--- START ---

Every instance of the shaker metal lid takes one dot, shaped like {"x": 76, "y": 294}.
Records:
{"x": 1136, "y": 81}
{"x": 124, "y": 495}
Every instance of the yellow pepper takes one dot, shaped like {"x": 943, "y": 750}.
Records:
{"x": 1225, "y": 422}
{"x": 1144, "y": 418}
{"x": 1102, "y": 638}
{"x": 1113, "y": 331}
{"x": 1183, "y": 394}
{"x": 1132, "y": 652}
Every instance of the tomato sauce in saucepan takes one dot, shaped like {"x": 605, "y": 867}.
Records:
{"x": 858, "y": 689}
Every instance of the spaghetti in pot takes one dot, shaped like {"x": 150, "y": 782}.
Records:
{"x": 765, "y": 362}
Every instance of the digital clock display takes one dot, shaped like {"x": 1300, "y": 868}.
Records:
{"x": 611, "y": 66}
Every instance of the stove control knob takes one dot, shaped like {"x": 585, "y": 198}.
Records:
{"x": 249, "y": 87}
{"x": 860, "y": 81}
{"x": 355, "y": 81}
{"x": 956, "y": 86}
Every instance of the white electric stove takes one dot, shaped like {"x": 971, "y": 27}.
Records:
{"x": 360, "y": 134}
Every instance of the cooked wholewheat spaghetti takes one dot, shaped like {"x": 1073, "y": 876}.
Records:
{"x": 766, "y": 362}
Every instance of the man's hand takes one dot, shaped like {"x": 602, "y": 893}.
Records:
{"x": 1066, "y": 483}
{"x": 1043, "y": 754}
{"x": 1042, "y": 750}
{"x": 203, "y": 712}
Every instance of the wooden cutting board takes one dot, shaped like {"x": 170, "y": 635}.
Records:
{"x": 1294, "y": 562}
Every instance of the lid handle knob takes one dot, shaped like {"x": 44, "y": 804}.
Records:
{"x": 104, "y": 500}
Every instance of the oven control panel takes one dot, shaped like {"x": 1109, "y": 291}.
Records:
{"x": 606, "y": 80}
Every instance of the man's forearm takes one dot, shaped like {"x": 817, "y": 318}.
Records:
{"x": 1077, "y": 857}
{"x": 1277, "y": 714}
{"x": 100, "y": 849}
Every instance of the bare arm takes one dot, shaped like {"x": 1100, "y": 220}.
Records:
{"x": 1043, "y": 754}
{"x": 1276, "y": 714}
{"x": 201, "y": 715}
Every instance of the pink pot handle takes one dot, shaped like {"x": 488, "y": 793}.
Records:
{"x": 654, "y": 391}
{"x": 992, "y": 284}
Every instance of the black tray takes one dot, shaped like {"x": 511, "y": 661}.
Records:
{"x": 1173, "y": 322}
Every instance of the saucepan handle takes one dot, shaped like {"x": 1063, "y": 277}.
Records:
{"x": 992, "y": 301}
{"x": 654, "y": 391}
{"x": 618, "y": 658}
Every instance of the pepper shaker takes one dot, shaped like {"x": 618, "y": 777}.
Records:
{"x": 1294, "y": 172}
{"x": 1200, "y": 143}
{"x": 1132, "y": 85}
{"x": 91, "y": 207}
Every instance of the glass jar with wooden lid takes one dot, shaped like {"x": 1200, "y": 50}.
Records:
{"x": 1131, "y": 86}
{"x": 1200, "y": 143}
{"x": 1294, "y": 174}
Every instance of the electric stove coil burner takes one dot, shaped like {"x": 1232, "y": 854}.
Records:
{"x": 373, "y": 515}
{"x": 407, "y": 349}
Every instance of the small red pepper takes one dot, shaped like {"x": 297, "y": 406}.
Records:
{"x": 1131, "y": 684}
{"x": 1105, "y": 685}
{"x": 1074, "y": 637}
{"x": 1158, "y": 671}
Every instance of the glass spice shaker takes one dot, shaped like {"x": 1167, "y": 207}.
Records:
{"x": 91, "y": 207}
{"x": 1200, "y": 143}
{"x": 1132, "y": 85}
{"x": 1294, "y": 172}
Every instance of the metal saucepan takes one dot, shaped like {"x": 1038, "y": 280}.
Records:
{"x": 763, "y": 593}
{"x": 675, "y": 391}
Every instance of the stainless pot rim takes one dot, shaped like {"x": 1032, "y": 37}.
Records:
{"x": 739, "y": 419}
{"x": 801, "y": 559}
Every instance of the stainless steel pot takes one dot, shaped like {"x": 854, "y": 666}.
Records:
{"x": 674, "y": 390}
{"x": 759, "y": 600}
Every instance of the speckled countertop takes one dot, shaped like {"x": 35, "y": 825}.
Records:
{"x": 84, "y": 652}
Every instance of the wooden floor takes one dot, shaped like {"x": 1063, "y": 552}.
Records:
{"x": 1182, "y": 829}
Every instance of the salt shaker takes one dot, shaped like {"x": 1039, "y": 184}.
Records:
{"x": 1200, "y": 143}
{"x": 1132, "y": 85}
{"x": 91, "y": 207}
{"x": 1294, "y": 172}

--- END ---

▶ _Work request_: Within the data above, find the lines that contain the word "electric" and copy each of them.

▶ _Result of the task_:
Every instance of the white electric stove takes one dot, shaped like {"x": 971, "y": 27}.
Every instance of the electric stove coil burner takes one dot, shaped like {"x": 1232, "y": 854}.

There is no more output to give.